* Problem to solve *
Pull each line containing "bridge" out of the data and copy it.

* Given records *
──────────────────────────────
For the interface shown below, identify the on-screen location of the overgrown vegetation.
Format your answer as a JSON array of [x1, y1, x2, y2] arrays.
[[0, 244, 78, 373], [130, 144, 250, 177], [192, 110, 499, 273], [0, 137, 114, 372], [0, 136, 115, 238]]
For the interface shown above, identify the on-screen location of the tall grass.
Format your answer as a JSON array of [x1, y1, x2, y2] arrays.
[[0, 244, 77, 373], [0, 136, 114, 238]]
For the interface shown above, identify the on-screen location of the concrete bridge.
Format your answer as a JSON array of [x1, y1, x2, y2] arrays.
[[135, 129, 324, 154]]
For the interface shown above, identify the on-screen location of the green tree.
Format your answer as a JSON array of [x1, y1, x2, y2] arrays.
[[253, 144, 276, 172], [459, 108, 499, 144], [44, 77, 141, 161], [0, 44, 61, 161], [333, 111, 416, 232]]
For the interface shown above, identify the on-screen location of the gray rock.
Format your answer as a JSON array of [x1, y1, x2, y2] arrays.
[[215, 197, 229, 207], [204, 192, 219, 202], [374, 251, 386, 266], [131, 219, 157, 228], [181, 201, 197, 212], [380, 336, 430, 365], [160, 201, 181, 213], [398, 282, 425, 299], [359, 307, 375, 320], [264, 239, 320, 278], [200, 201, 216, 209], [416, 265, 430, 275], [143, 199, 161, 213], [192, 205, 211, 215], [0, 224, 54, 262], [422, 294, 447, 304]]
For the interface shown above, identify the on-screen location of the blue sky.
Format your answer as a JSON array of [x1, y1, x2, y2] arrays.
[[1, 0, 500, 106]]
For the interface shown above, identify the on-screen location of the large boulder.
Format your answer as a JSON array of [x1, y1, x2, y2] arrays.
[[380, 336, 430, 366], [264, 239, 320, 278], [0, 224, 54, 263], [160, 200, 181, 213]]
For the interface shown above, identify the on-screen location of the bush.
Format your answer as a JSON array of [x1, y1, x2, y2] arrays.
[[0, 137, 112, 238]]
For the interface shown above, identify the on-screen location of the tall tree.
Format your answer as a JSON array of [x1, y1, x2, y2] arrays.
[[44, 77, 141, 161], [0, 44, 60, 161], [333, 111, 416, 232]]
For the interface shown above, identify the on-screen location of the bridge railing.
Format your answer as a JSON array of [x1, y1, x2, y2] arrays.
──────────────────────────────
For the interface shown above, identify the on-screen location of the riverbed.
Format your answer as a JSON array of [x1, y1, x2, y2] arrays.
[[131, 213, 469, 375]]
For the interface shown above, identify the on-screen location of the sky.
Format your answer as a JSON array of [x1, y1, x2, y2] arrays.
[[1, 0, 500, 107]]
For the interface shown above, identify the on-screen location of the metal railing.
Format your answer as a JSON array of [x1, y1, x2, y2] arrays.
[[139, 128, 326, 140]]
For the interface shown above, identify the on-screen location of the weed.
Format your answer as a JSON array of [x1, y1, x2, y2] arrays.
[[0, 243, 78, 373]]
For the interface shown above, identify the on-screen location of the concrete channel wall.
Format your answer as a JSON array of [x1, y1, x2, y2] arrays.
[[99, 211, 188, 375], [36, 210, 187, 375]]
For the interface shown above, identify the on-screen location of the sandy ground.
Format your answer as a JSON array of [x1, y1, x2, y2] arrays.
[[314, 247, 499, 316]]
──────────────────────────────
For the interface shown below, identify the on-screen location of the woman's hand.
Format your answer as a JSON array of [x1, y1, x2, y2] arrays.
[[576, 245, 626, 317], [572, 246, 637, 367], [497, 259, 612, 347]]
──────────────────────────────
* Exercise response *
For the interface shown above, identify the on-screen location of the concrete bridge.
For the interface shown above, identify the on-screen location of the bridge railing.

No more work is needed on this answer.